Ripgrep lowargs.rs: Code Companion¶
Reference code for the lowargs.rs lecture. Sections correspond to the lecture document.
Section 1: The Design Philosophy¶
/*!
Provides the definition of low level arguments from CLI flags.
*/
/// A collection of "low level" arguments.
///
/// The "low level" here is meant to constrain this type to be as close to the
/// actual CLI flags and arguments as possible. Namely, other than some
/// convenience types to help validate flag values and deal with overrides
/// between flags, these low level arguments do not contain any higher level
/// abstractions.
///
/// Another self-imposed constraint is that populating low level arguments
/// should not require anything other than validating what the user has
/// provided. For example, low level arguments should not contain a
/// `HyperlinkConfig`, since in order to get a full configuration, one needs to
/// discover the hostname of the current system (which might require running a
/// binary or a syscall).
LowArgs vs HiArgs:
| Aspect | LowArgs | HiArgs |
|---|---|---|
| Contains | Raw flag values | Computed configuration |
| Validation | Syntax only | Semantic + environmental |
| Can fail due to | Invalid flag values | Missing files, platform issues |
| --help works when | Always | Always (uses LowArgs only) |
Section 2: The LowArgs Struct¶
#[derive(Debug, Default)]
pub(crate) struct LowArgs {
// Essential arguments.

*MATERIAL TO PROCESS*
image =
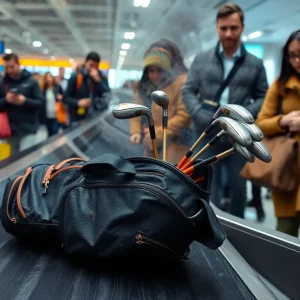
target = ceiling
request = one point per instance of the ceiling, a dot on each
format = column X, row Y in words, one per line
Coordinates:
column 71, row 28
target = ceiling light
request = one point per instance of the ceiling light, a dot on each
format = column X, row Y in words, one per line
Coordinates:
column 26, row 34
column 255, row 35
column 37, row 44
column 125, row 46
column 129, row 35
column 142, row 3
column 123, row 52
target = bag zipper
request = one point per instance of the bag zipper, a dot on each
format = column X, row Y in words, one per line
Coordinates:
column 19, row 204
column 168, row 166
column 141, row 238
column 163, row 195
column 13, row 220
column 53, row 171
column 153, row 172
column 46, row 181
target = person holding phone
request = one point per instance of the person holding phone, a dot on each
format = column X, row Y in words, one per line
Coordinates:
column 21, row 97
column 85, row 88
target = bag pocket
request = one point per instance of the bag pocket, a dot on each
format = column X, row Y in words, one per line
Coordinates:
column 30, row 202
column 103, row 219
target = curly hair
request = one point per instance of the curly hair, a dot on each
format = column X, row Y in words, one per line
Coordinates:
column 177, row 59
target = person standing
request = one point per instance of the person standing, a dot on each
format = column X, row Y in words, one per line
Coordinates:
column 286, row 87
column 21, row 97
column 86, row 89
column 205, row 91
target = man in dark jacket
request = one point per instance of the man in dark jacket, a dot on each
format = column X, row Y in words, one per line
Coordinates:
column 21, row 97
column 247, row 88
column 86, row 89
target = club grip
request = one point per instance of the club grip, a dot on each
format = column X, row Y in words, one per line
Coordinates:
column 214, row 139
column 152, row 132
column 165, row 121
column 203, row 163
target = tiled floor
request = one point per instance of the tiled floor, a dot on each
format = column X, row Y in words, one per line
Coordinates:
column 270, row 220
column 250, row 214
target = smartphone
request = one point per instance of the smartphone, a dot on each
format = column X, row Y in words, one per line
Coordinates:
column 14, row 90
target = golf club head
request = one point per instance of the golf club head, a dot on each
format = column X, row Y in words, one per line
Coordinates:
column 244, row 153
column 160, row 98
column 234, row 130
column 255, row 132
column 260, row 151
column 235, row 112
column 130, row 110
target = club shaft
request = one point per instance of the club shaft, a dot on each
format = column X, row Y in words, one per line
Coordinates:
column 155, row 153
column 202, row 136
column 165, row 144
column 208, row 145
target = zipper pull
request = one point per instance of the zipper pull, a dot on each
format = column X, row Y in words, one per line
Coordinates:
column 46, row 186
column 139, row 239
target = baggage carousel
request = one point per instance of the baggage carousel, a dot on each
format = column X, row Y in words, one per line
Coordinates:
column 253, row 263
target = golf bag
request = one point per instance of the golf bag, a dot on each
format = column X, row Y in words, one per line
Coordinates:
column 111, row 206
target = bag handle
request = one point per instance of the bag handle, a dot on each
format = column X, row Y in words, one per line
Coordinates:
column 77, row 159
column 108, row 163
column 231, row 74
column 208, row 230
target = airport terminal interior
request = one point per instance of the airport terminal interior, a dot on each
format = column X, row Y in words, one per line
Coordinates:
column 157, row 100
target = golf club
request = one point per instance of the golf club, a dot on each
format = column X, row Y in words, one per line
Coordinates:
column 233, row 111
column 242, row 151
column 255, row 132
column 162, row 100
column 260, row 151
column 129, row 110
column 233, row 129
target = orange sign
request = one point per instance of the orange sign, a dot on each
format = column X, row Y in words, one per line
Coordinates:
column 104, row 65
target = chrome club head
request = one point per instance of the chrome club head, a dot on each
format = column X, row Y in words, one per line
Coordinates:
column 234, row 130
column 235, row 112
column 160, row 98
column 130, row 110
column 260, row 151
column 255, row 132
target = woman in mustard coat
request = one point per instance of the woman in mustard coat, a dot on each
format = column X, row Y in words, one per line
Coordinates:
column 163, row 70
column 287, row 205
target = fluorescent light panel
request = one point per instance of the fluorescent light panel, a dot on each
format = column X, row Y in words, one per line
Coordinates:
column 129, row 35
column 123, row 52
column 37, row 44
column 125, row 46
column 255, row 35
column 141, row 3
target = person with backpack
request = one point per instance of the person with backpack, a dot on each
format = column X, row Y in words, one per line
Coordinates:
column 225, row 74
column 86, row 89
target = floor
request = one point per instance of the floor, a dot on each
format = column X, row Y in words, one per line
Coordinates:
column 270, row 220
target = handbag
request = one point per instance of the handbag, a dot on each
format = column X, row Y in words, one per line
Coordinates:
column 5, row 129
column 281, row 174
column 111, row 206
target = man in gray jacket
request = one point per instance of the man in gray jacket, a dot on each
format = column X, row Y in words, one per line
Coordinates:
column 247, row 88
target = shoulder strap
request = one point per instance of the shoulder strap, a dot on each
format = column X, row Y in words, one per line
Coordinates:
column 280, row 100
column 79, row 80
column 225, row 83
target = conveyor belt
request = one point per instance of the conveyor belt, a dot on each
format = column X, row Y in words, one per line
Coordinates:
column 40, row 274
column 27, row 272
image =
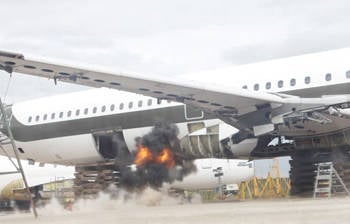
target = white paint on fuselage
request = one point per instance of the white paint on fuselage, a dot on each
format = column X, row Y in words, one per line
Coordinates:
column 315, row 65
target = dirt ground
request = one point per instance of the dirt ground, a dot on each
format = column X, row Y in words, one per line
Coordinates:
column 159, row 209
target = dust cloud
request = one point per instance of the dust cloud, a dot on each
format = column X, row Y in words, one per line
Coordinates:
column 105, row 211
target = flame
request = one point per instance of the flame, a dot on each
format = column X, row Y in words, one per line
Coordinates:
column 166, row 158
column 144, row 156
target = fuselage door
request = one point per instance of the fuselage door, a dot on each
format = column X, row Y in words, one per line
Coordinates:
column 192, row 113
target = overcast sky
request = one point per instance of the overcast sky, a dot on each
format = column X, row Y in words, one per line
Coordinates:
column 165, row 37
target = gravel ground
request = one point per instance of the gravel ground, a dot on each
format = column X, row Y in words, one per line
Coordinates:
column 167, row 210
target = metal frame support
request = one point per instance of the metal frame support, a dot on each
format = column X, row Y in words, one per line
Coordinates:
column 14, row 147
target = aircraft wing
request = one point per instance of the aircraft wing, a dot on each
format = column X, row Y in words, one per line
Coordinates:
column 207, row 97
column 238, row 107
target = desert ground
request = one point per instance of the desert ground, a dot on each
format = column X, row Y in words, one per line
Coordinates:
column 168, row 210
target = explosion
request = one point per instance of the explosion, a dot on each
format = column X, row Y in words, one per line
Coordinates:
column 158, row 160
column 144, row 156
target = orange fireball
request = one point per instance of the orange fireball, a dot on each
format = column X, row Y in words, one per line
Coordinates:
column 166, row 158
column 143, row 156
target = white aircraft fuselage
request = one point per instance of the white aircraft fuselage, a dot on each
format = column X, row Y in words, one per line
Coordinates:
column 74, row 128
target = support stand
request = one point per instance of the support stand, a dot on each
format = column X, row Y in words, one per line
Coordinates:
column 5, row 125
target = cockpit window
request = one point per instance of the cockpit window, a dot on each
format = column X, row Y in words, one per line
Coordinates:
column 307, row 80
column 348, row 74
column 280, row 84
column 256, row 87
column 293, row 82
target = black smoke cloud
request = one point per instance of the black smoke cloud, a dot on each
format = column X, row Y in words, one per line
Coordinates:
column 153, row 174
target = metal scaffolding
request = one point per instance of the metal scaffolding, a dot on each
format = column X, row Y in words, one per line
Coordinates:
column 7, row 138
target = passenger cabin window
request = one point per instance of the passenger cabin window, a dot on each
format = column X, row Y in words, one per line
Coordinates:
column 348, row 74
column 256, row 87
column 307, row 79
column 280, row 84
column 293, row 82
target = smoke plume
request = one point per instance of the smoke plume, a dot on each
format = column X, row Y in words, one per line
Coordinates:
column 158, row 160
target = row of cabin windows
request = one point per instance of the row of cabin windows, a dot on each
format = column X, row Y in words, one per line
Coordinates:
column 94, row 110
column 293, row 82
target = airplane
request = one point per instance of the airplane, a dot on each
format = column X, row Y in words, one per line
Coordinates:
column 12, row 194
column 235, row 112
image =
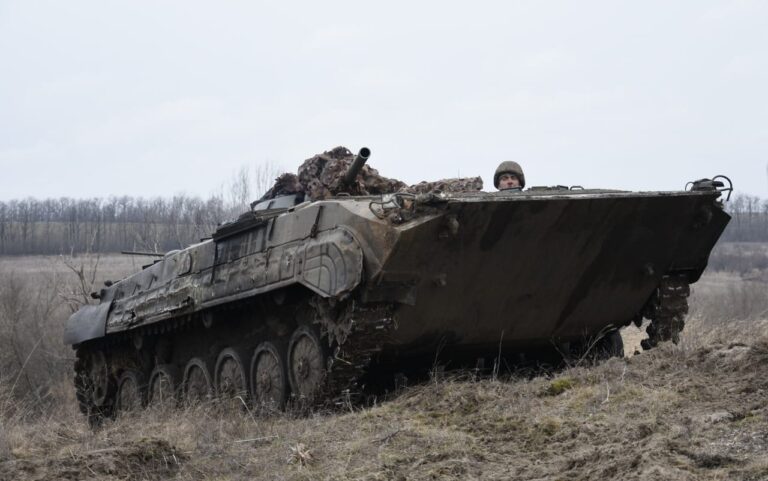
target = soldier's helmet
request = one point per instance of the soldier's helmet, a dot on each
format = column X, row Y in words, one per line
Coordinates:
column 509, row 167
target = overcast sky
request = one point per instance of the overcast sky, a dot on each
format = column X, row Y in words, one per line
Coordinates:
column 147, row 98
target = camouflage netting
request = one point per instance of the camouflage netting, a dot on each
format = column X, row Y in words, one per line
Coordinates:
column 465, row 184
column 320, row 177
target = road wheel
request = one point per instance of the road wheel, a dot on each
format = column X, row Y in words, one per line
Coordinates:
column 163, row 385
column 307, row 360
column 197, row 386
column 131, row 391
column 231, row 377
column 269, row 376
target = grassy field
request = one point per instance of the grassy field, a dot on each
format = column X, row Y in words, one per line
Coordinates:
column 693, row 411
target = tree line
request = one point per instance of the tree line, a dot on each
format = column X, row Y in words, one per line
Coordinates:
column 64, row 226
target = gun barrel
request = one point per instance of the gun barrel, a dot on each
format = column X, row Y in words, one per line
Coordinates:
column 135, row 253
column 357, row 164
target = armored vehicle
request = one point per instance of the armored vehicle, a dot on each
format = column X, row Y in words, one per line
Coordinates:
column 317, row 299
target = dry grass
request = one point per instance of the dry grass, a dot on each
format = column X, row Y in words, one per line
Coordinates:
column 695, row 411
column 665, row 414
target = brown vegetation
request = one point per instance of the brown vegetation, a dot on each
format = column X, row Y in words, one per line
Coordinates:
column 694, row 411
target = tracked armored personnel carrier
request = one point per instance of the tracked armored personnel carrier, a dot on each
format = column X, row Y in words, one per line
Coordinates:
column 315, row 300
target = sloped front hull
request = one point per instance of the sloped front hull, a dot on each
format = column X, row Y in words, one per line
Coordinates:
column 533, row 269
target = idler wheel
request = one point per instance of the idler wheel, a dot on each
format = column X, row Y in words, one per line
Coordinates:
column 197, row 386
column 102, row 386
column 163, row 385
column 306, row 363
column 94, row 385
column 131, row 391
column 269, row 376
column 231, row 376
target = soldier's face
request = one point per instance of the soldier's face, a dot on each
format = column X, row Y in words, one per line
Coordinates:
column 508, row 181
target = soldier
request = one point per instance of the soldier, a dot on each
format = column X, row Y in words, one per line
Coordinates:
column 509, row 175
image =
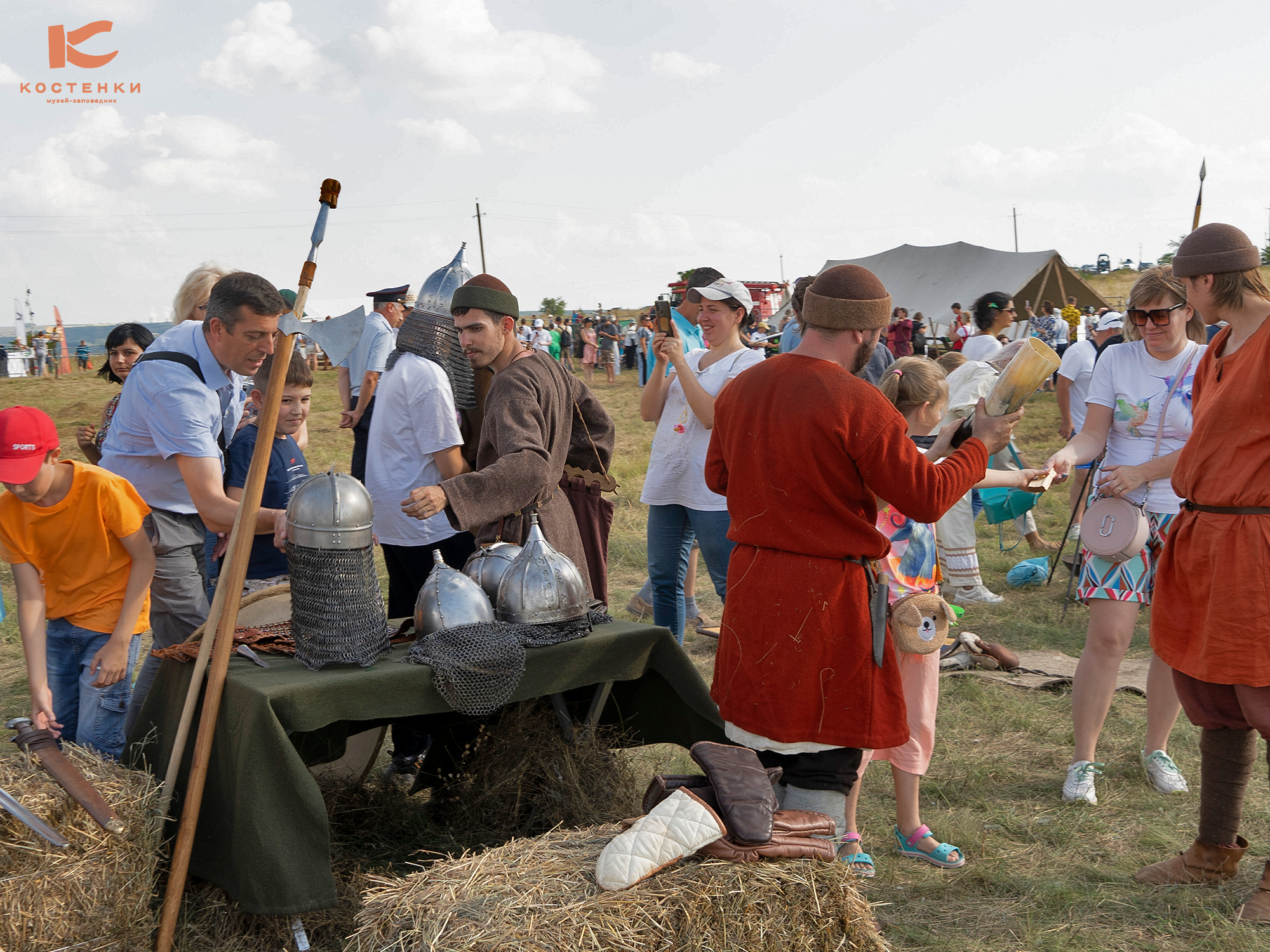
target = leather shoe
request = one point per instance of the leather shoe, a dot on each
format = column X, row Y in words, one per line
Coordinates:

*EXERCISE INSTRUCTIONS*
a. In the listing, give the lines starting with the line containing "target = black smoke cloud" and going on through the line containing "column 509, row 167" as a JSON list of strings, one string per line, with blank lines and pictures left out.
b. Carry the ripgrep lowargs.rs code companion forward from the point where it stops.
The listing has nothing to do with the ripgrep lowargs.rs code companion, and neither depends on the other.

*EXPECTED OUTPUTS*
a.
[
  "target = black smoke cloud",
  "request = one point per instance of the black smoke cloud, a dot on each",
  "format = column X, row Y in words, one per line",
  "Coordinates:",
  "column 153, row 174",
  "target = metal scaffolding",
  "request = one point per instance of the metal scaffolding, a dot on each",
  "format = column X, row Y in words, one per line",
  "Coordinates:",
  "column 7, row 138",
  "target = passenger cabin window",
  "request = one point per instance of the passenger cabin window, a dot on each",
  "format = column X, row Y in words, one per line",
  "Coordinates:",
  "column 348, row 74",
  "column 256, row 87",
  "column 307, row 79",
  "column 280, row 84",
  "column 293, row 82",
  "target = smoke plume",
  "request = one point per instance of the smoke plume, a dot on each",
  "format = column X, row Y in words, one per line",
  "Coordinates:",
  "column 158, row 160",
  "target = row of cabin windows",
  "request = one point per instance of the row of cabin windows, a dot on each",
  "format = column X, row Y in words, one per line",
  "Coordinates:",
  "column 94, row 110",
  "column 293, row 82",
  "target = airplane",
  "request = one point per instance of the airplane, a dot on each",
  "format = column X, row Y in words, one per line",
  "Coordinates:",
  "column 12, row 194",
  "column 235, row 112",
  "image =",
  "target = soldier's helmet",
  "request = one point per instance of the soldier's helmet, a dot on each",
  "format = column X, row Y in words, one per line",
  "Coordinates:",
  "column 509, row 167"
]

b.
pub(crate) special: Option<SpecialMode>,
pub(crate) mode: Mode,
pub(crate) positional: Vec<OsString>,
pub(crate) patterns: Vec<PatternSource>,
// Everything else, sorted lexicographically.
pub(crate) binary: BinaryMode,
pub(crate) boundary: Option<BoundaryMode>,
pub(crate) buffer: BufferMode,
pub(crate) byte_offset: bool,
pub(crate) case: CaseMode,
pub(crate) color: ColorChoice,
pub(crate) colors: Vec<UserColorSpec>,
pub(crate) column: Option<bool>,
pub(crate) context: ContextMode,
// ... ~60 more fields
pub(crate) threads: Option<usize>,
pub(crate) trim: bool,
pub(crate) type_changes: Vec<TypeChange>,
pub(crate) unrestricted: usize,
pub(crate) vimgrep: bool,
pub(crate) with_filename: Option<bool>,
}
Field categories:
| Category | Examples | Count |
|---|---|---|
| Essential | mode, patterns, positional | 4 |
| Display | color, heading, line_number | ~15 |
| Search | case, boundary, multiline | ~10 |
| Filter | globs, type_changes, hidden | ~15 |
| Performance | threads, mmap, max_filesize | ~10 |
| Ignore rules | no_ignore_*, follow | ~10 |
Section 3: SpecialMode — The Short-Circuit Cases¶
/// A "special" mode that supercedes everything else.
///
/// When one of these modes is present, it overrides everything else and causes
/// ripgrep to short-circuit.
#[derive(Clone, Copy, Debug, Eq, PartialEq)]
pub(crate) enum SpecialMode {
/// Show a condensed version of "help" output.
/// Corresponds to the `-h` flag.
HelpShort,
/// Shows a very verbose version of the "help" output.
/// Corresponds to the `--help` flag.
HelpLong,
/// Show condensed version information. e.g., `ripgrep x.y.z`.
VersionShort,
/// Show verbose version information including build features.
VersionLong,
/// Show PCRE2's version information.
VersionPCRE2,
}
Usage in main.rs:
fn run(result: ParseResult<HiArgs>) -> anyhow::Result<ExitCode> {
let args = match result {
ParseResult::Err(err) => return Err(err),
ParseResult::Special(mode) => return special(mode), // Short-circuit!
ParseResult::Ok(args) => args,
};
// ... normal processing
}
Section 4: Mode — What Ripgrep Should Do¶
/// The overall mode that ripgrep should operate in.
#[derive(Clone, Copy, Debug, Eq, PartialEq)]
pub(crate) enum Mode {
/// ripgrep will execute a search of some kind.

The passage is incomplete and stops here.